What to produce
In the records below, find each line with "fork" and copy it.

Records for the exercise
[Start of section]
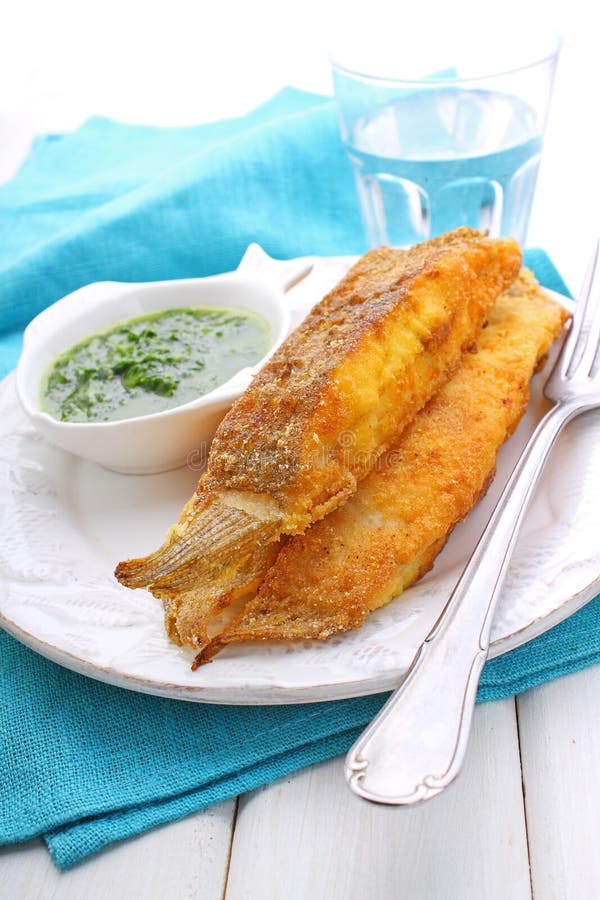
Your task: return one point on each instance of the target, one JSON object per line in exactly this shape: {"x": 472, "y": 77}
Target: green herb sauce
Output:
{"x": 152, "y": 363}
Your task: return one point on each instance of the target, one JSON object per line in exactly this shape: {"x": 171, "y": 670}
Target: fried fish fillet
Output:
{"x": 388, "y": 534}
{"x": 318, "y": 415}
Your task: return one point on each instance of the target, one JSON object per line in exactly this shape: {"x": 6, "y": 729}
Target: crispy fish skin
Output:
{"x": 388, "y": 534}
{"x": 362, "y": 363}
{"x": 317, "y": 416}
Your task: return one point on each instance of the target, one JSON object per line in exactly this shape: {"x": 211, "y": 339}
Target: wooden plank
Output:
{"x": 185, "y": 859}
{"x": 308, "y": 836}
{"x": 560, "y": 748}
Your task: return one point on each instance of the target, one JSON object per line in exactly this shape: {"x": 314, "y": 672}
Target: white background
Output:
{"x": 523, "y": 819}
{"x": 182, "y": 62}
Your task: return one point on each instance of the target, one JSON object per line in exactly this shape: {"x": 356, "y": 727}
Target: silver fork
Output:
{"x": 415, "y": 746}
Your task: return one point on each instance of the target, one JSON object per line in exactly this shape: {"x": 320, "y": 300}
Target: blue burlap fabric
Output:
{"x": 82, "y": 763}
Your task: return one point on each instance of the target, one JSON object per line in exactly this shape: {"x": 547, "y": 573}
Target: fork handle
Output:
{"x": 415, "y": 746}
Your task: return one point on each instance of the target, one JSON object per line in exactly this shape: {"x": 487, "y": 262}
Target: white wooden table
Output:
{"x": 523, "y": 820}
[End of section]
[Start of section]
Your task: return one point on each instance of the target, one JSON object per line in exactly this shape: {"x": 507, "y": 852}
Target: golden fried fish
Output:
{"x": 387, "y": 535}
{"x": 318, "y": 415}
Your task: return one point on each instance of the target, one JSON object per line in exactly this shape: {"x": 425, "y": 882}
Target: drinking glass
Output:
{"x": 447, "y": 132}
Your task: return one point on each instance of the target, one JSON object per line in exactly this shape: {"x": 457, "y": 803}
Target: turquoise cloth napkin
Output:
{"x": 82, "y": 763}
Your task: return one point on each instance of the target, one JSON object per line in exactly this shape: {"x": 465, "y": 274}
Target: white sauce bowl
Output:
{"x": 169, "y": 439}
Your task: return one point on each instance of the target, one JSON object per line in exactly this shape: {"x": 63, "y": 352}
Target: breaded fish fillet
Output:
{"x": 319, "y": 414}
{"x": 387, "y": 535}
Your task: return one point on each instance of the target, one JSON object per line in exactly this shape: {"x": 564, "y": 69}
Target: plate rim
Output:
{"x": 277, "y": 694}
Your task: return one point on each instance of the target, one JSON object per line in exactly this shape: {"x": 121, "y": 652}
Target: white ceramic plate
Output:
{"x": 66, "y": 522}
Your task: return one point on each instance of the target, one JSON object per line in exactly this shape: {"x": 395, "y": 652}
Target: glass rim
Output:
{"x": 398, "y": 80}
[End of section]
Problem solution
Target: silver fork
Target: fork handle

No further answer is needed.